-- Dataset rows --
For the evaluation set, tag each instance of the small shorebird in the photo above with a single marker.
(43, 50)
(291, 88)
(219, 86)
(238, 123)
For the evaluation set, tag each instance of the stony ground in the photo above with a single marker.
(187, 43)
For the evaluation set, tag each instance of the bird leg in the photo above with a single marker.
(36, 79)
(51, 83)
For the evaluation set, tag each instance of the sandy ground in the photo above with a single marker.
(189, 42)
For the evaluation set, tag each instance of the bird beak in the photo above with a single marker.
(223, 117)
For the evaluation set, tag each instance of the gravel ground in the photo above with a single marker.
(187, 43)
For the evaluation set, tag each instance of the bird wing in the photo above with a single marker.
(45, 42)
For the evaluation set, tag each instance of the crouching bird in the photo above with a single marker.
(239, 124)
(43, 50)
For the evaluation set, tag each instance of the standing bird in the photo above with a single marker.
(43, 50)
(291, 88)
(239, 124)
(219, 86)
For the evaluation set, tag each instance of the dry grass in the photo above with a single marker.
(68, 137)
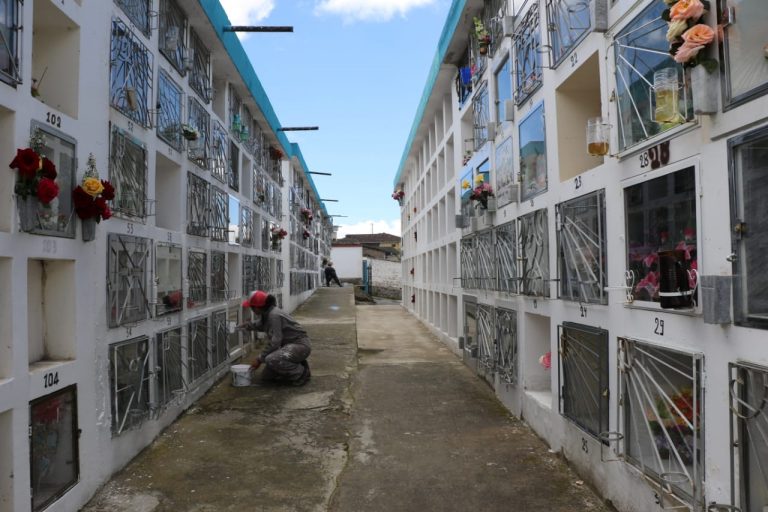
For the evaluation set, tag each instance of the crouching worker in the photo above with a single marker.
(285, 356)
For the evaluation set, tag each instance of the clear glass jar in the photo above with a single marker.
(598, 133)
(666, 90)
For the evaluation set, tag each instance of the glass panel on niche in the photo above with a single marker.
(200, 74)
(169, 100)
(748, 389)
(130, 71)
(199, 150)
(534, 248)
(527, 41)
(661, 228)
(749, 183)
(168, 272)
(220, 148)
(198, 348)
(53, 446)
(219, 228)
(169, 367)
(584, 376)
(138, 12)
(219, 349)
(197, 274)
(506, 257)
(533, 154)
(57, 217)
(744, 49)
(503, 79)
(129, 383)
(198, 198)
(582, 250)
(9, 43)
(128, 174)
(569, 22)
(171, 40)
(127, 262)
(662, 403)
(219, 286)
(641, 49)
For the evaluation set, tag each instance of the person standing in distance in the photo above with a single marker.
(330, 275)
(288, 347)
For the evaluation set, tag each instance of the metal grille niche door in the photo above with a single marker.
(662, 412)
(506, 257)
(534, 243)
(127, 261)
(486, 343)
(749, 435)
(506, 345)
(169, 366)
(583, 376)
(129, 379)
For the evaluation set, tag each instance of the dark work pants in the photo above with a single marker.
(284, 364)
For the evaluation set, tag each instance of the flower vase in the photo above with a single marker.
(89, 229)
(704, 91)
(28, 208)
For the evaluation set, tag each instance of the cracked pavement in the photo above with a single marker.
(391, 421)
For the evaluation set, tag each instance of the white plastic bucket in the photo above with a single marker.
(241, 375)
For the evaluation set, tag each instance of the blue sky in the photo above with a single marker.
(356, 69)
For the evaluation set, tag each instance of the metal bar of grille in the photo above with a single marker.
(198, 209)
(128, 173)
(661, 390)
(535, 253)
(507, 345)
(130, 74)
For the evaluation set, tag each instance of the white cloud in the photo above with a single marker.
(369, 10)
(364, 228)
(247, 12)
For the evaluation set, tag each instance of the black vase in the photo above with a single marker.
(674, 289)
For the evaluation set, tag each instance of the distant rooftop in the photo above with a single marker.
(377, 238)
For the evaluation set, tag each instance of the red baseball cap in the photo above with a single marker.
(257, 300)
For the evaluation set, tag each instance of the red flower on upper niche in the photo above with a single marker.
(27, 162)
(109, 191)
(49, 169)
(47, 190)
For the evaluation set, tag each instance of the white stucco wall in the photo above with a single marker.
(348, 262)
(386, 273)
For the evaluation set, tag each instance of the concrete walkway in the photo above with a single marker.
(391, 421)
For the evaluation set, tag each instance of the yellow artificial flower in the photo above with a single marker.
(92, 186)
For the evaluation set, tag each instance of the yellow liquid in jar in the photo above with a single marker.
(666, 106)
(597, 148)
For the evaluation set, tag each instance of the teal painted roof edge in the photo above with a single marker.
(219, 19)
(451, 21)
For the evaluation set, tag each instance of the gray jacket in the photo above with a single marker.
(281, 330)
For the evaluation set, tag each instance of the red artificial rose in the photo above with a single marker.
(109, 191)
(27, 161)
(101, 205)
(47, 190)
(49, 169)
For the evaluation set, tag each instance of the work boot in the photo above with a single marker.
(305, 375)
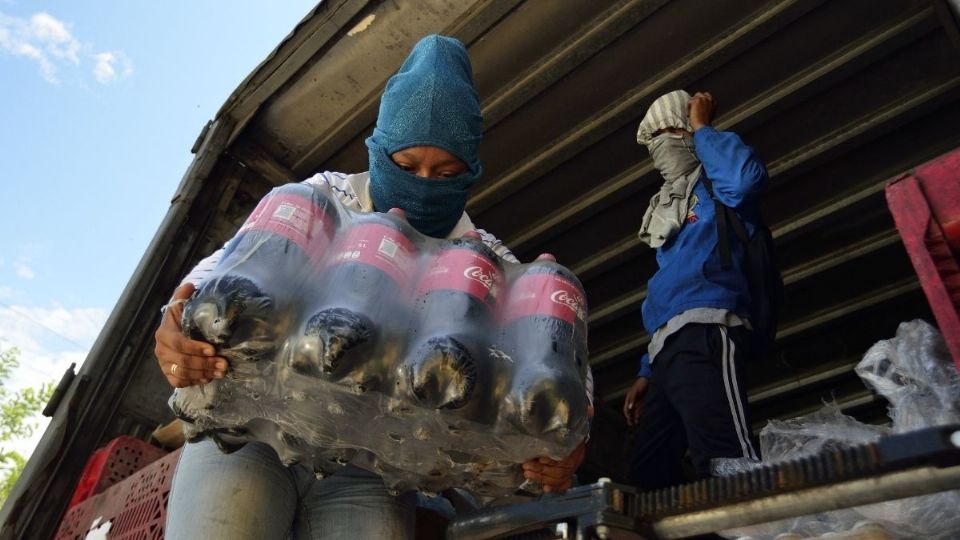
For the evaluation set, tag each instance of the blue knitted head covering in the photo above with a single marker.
(430, 101)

-- Problem --
Scale down the data from the line with "For the evaluation set, tag each instance of the distant" through the end of the data, both ends included. Repeat every line, and multiply each answer coordinate by 0.25, rounding to whole numbers with halves rounded up. Leave the pictures out.

-- Answer to this task --
For the evaluation set, tag each instance of the distant rooftop in the photo above with a single marker.
(94, 60)
For the evaluation set, tag each instance of the red baseball cap in the photo above with a single marker.
(64, 75)
For the evaluation set, tag each instance of the red flower on upper niche in the photo above with a single marker.
(7, 41)
(27, 48)
(12, 42)
(12, 48)
For the evaluation set, tag each instance of the white stucco wall in the photo above with a single marker.
(87, 66)
(97, 68)
For the evaluation set, tag each instance of the concrete walkway in the photo above with a single marker.
(98, 105)
For the evaluation set, tag each instance of the yellow artificial flower in the photo above with a single marker.
(23, 47)
For the evaluation set, tag each instance of the yellow liquid in jar in the photo above with a single marker.
(167, 27)
(149, 37)
For the evaluation set, tag each instance of the teal painted roof edge in the photo above with a single marker.
(55, 5)
(113, 5)
For the evaluation set, tag each instance of the gray jacket in the photo above with a single marker.
(70, 83)
For the evaluation set, tag each instance of the red artificial rose in the photo above with a single marker.
(27, 48)
(7, 40)
(25, 51)
(12, 48)
(12, 42)
For the evaluation set, tag each instance of the work boot in the photo above with a single marker.
(76, 94)
For the evaluation set, tag each instance of the blue knitted head covering in the photo above with a single marker.
(108, 25)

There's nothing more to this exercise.